- DIRECTIONS FOR THIS TASK: Reproduce the lines from the one containing "Query: red flag" through the end of the records, substituting "photovoltaic panel" for "solar panel" and leaving everything else unchanged.

(Data drawn from a collection)
----

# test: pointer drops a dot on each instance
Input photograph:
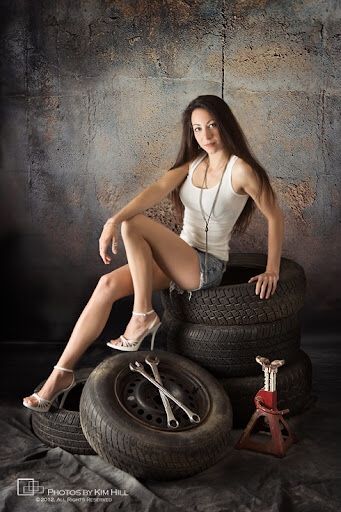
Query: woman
(215, 201)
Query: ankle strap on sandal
(144, 314)
(61, 368)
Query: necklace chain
(207, 220)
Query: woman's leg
(111, 287)
(146, 241)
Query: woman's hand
(108, 239)
(266, 283)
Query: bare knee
(130, 225)
(106, 285)
(115, 285)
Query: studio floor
(307, 479)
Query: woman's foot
(57, 381)
(137, 326)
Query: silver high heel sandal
(132, 345)
(44, 405)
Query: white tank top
(228, 207)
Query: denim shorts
(214, 273)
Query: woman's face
(206, 130)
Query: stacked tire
(224, 328)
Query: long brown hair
(234, 141)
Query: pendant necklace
(207, 220)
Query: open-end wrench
(153, 361)
(138, 367)
(265, 367)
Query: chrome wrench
(138, 367)
(266, 369)
(172, 422)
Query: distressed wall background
(92, 96)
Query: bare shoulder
(243, 176)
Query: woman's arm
(149, 197)
(247, 179)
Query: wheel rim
(141, 399)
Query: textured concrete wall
(92, 97)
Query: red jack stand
(266, 409)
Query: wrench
(265, 367)
(138, 367)
(172, 422)
(274, 365)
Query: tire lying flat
(228, 351)
(234, 302)
(294, 382)
(61, 427)
(130, 438)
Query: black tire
(294, 382)
(136, 444)
(234, 302)
(61, 427)
(231, 351)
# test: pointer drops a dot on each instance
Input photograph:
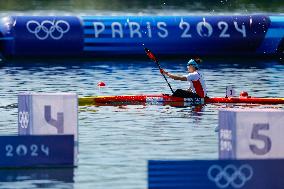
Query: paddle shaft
(164, 76)
(153, 58)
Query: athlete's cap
(193, 63)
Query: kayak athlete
(195, 79)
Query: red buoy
(244, 94)
(101, 84)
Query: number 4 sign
(48, 114)
(251, 133)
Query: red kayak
(165, 99)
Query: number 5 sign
(251, 133)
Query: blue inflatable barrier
(97, 36)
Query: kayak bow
(164, 99)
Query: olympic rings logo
(230, 175)
(24, 119)
(54, 29)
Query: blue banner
(36, 150)
(97, 36)
(204, 174)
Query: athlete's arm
(173, 76)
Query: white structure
(48, 113)
(251, 133)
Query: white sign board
(251, 133)
(48, 113)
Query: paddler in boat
(194, 77)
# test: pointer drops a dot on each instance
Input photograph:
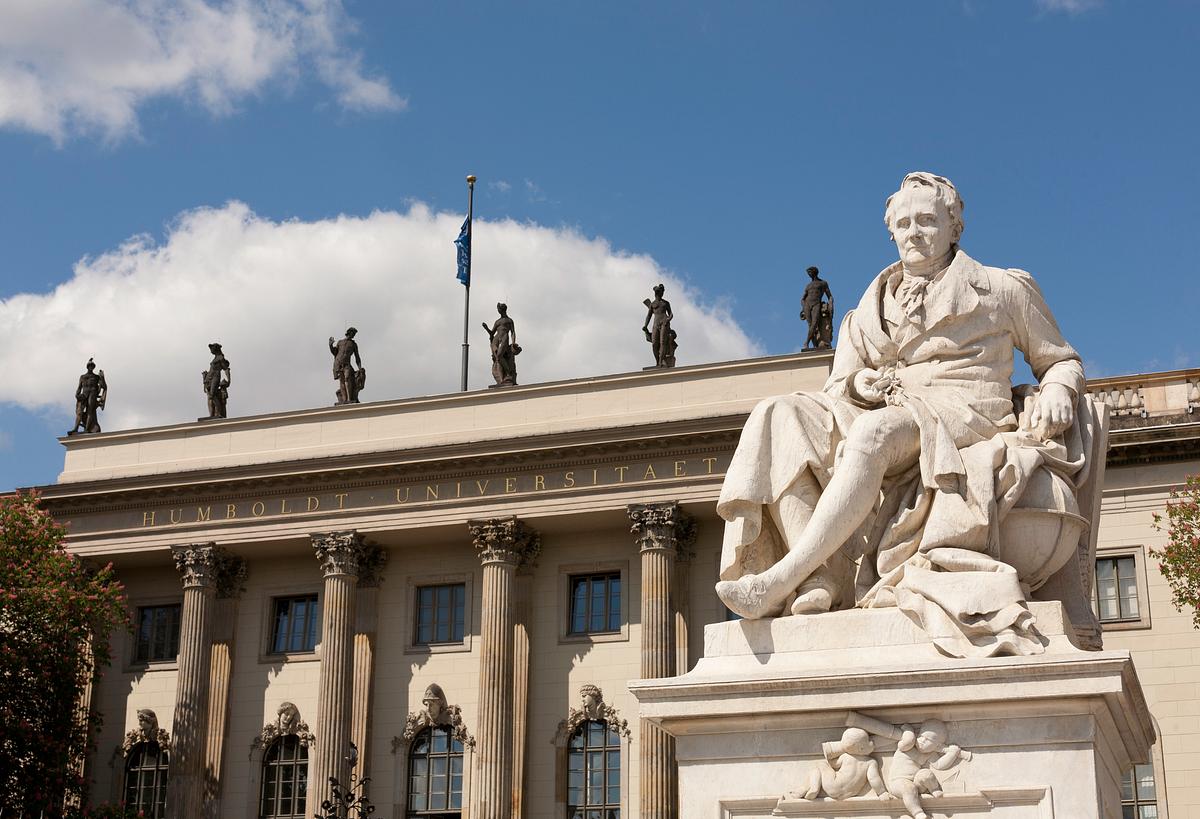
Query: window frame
(1139, 557)
(450, 753)
(130, 653)
(570, 571)
(412, 601)
(162, 764)
(297, 764)
(267, 653)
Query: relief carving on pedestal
(436, 713)
(921, 764)
(287, 723)
(147, 731)
(593, 707)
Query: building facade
(460, 587)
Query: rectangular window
(595, 603)
(1116, 589)
(297, 620)
(441, 614)
(1139, 799)
(157, 633)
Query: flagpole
(466, 302)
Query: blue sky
(719, 147)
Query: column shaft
(334, 695)
(189, 725)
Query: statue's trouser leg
(879, 442)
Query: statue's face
(921, 226)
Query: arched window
(435, 773)
(285, 778)
(145, 779)
(593, 772)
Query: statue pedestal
(1049, 735)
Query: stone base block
(1047, 736)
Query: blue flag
(463, 244)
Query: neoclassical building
(449, 595)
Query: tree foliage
(55, 619)
(1180, 559)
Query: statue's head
(857, 741)
(288, 717)
(148, 721)
(931, 736)
(592, 697)
(435, 701)
(924, 217)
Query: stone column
(660, 527)
(197, 565)
(339, 554)
(366, 623)
(503, 544)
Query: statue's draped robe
(951, 344)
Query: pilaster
(503, 544)
(660, 530)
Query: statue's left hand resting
(1054, 412)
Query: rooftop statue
(215, 387)
(918, 477)
(503, 335)
(661, 338)
(816, 308)
(349, 381)
(91, 394)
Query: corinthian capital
(203, 565)
(339, 553)
(197, 563)
(504, 540)
(661, 526)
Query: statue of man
(351, 381)
(661, 338)
(919, 404)
(503, 335)
(215, 387)
(816, 308)
(91, 394)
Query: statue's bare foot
(814, 601)
(749, 597)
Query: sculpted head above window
(436, 704)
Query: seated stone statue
(917, 477)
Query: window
(145, 779)
(593, 772)
(441, 614)
(295, 623)
(285, 778)
(435, 773)
(595, 603)
(157, 633)
(1116, 589)
(1139, 799)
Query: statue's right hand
(870, 384)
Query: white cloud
(82, 66)
(1068, 6)
(273, 292)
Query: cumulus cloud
(274, 292)
(79, 66)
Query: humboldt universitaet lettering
(436, 491)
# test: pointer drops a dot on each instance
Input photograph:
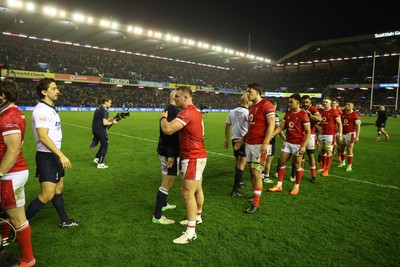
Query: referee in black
(99, 129)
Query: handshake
(119, 116)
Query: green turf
(347, 219)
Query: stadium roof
(346, 48)
(32, 24)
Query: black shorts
(241, 152)
(48, 167)
(272, 143)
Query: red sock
(24, 240)
(349, 159)
(299, 175)
(313, 171)
(324, 161)
(328, 162)
(281, 173)
(257, 196)
(6, 228)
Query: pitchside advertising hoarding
(284, 95)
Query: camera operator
(100, 124)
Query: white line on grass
(230, 156)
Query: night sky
(271, 31)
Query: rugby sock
(281, 173)
(238, 179)
(161, 201)
(58, 203)
(299, 175)
(198, 215)
(34, 207)
(5, 228)
(191, 228)
(257, 195)
(343, 157)
(349, 160)
(324, 161)
(24, 240)
(278, 166)
(313, 171)
(293, 173)
(328, 162)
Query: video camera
(119, 116)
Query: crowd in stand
(34, 55)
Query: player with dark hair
(297, 125)
(189, 125)
(381, 123)
(237, 123)
(100, 123)
(168, 153)
(51, 162)
(257, 140)
(315, 118)
(14, 171)
(271, 152)
(327, 134)
(351, 134)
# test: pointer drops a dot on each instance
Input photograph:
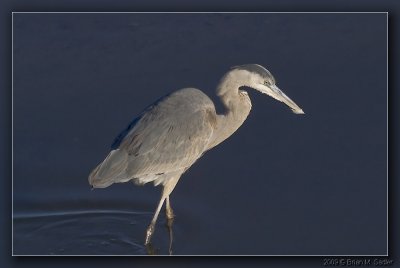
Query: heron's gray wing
(170, 135)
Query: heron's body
(170, 135)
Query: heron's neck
(237, 107)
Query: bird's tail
(111, 170)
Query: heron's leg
(168, 209)
(150, 229)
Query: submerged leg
(168, 187)
(150, 229)
(168, 209)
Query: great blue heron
(171, 134)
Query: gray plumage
(170, 135)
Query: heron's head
(257, 77)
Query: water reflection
(107, 232)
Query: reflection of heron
(170, 135)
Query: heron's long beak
(277, 94)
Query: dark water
(282, 184)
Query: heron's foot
(149, 234)
(150, 250)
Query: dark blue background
(283, 184)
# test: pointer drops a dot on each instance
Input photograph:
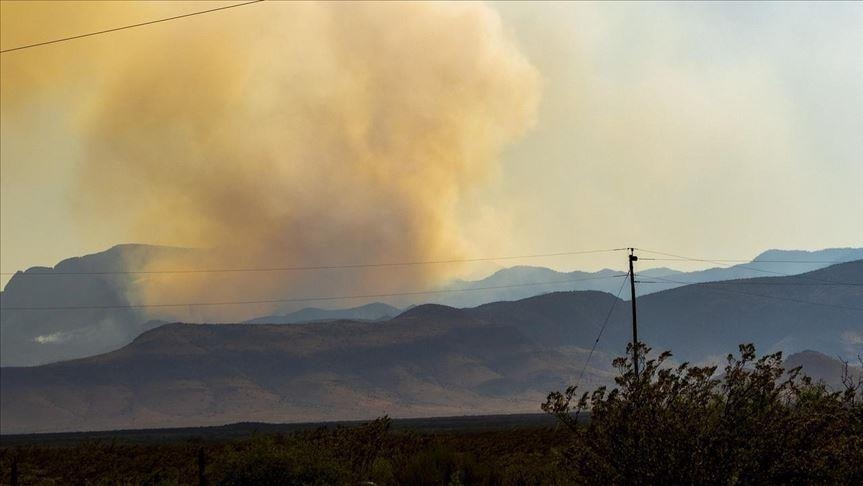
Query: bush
(756, 423)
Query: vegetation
(671, 424)
(755, 424)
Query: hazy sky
(707, 129)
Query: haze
(716, 130)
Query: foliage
(672, 424)
(756, 423)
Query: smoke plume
(290, 134)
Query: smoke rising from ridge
(298, 134)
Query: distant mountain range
(375, 311)
(510, 283)
(430, 360)
(30, 337)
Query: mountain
(429, 360)
(822, 310)
(821, 367)
(375, 311)
(30, 337)
(509, 283)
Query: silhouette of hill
(39, 337)
(430, 360)
(35, 337)
(375, 311)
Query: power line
(748, 282)
(709, 286)
(115, 29)
(316, 267)
(824, 262)
(601, 330)
(303, 299)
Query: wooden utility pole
(633, 258)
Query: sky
(715, 130)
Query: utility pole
(633, 258)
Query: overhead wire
(601, 330)
(315, 267)
(721, 262)
(303, 299)
(710, 286)
(115, 29)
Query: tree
(754, 423)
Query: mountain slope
(776, 313)
(180, 374)
(36, 337)
(430, 360)
(29, 337)
(375, 311)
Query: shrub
(756, 423)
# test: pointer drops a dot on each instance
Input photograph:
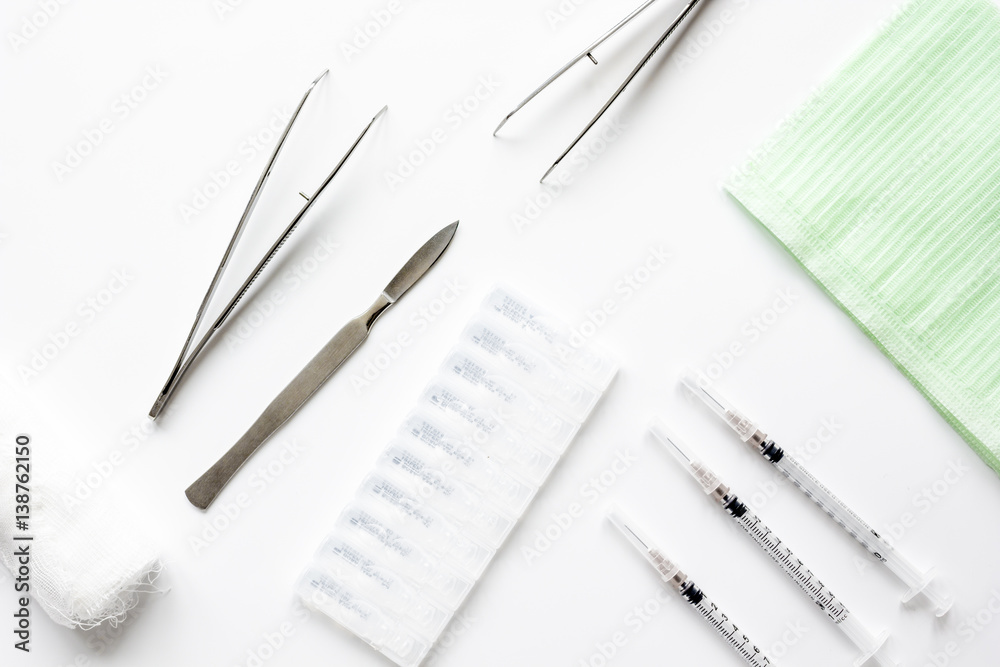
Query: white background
(687, 123)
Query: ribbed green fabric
(886, 187)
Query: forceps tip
(320, 77)
(551, 169)
(502, 123)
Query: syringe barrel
(871, 646)
(729, 631)
(832, 505)
(790, 564)
(917, 582)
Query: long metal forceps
(184, 359)
(587, 53)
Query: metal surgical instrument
(587, 53)
(320, 369)
(184, 360)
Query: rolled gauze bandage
(85, 564)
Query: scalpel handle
(207, 487)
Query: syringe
(870, 645)
(689, 591)
(877, 546)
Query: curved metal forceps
(587, 53)
(184, 360)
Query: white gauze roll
(87, 565)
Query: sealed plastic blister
(322, 592)
(453, 498)
(511, 403)
(467, 462)
(426, 570)
(534, 370)
(423, 525)
(380, 584)
(519, 453)
(553, 336)
(447, 491)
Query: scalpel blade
(319, 370)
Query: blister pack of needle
(465, 463)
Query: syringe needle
(917, 581)
(687, 589)
(869, 644)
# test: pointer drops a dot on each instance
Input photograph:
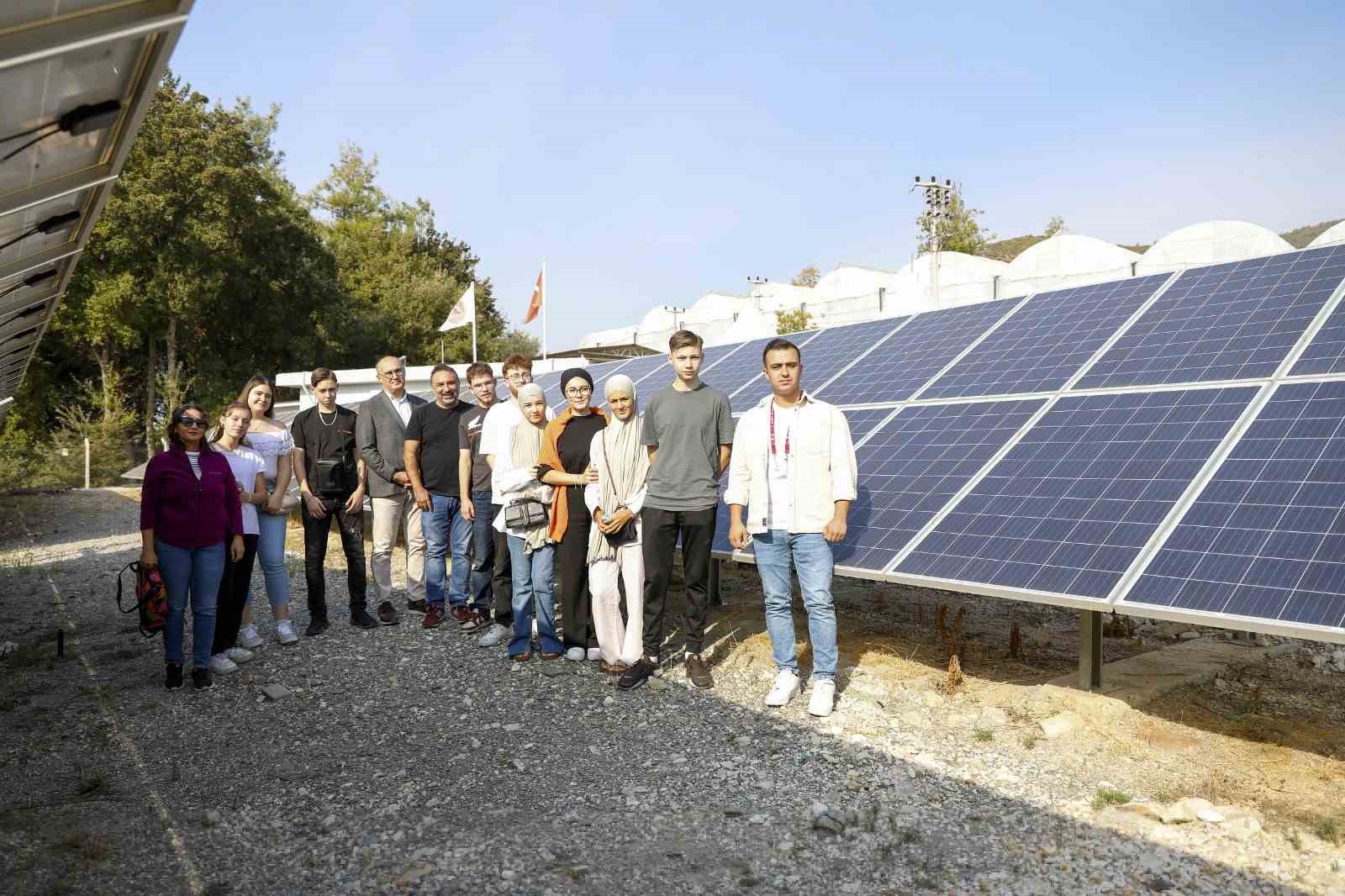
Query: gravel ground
(410, 761)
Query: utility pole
(938, 205)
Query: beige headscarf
(525, 447)
(625, 463)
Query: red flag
(535, 303)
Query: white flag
(463, 313)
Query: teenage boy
(795, 474)
(430, 458)
(331, 481)
(689, 434)
(474, 482)
(497, 430)
(381, 432)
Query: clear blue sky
(654, 152)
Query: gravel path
(410, 761)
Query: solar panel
(1047, 340)
(901, 365)
(915, 465)
(827, 354)
(1266, 537)
(1223, 322)
(1075, 501)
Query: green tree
(958, 229)
(795, 320)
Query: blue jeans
(271, 555)
(533, 593)
(443, 525)
(483, 551)
(811, 557)
(195, 572)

----

- CORRECT RESPONSE:
Query: red flag
(535, 303)
Query: white flag
(463, 313)
Query: teenage boy
(795, 474)
(430, 458)
(331, 481)
(689, 434)
(474, 482)
(497, 430)
(381, 432)
Query: clear blue sky
(654, 152)
Query: gravel path
(410, 761)
Query: photovoltaic panel
(1047, 340)
(901, 365)
(915, 465)
(827, 354)
(1266, 537)
(1223, 322)
(1075, 501)
Query: green tree
(958, 229)
(795, 320)
Query: blue jeans
(271, 555)
(533, 593)
(443, 525)
(483, 551)
(811, 557)
(195, 572)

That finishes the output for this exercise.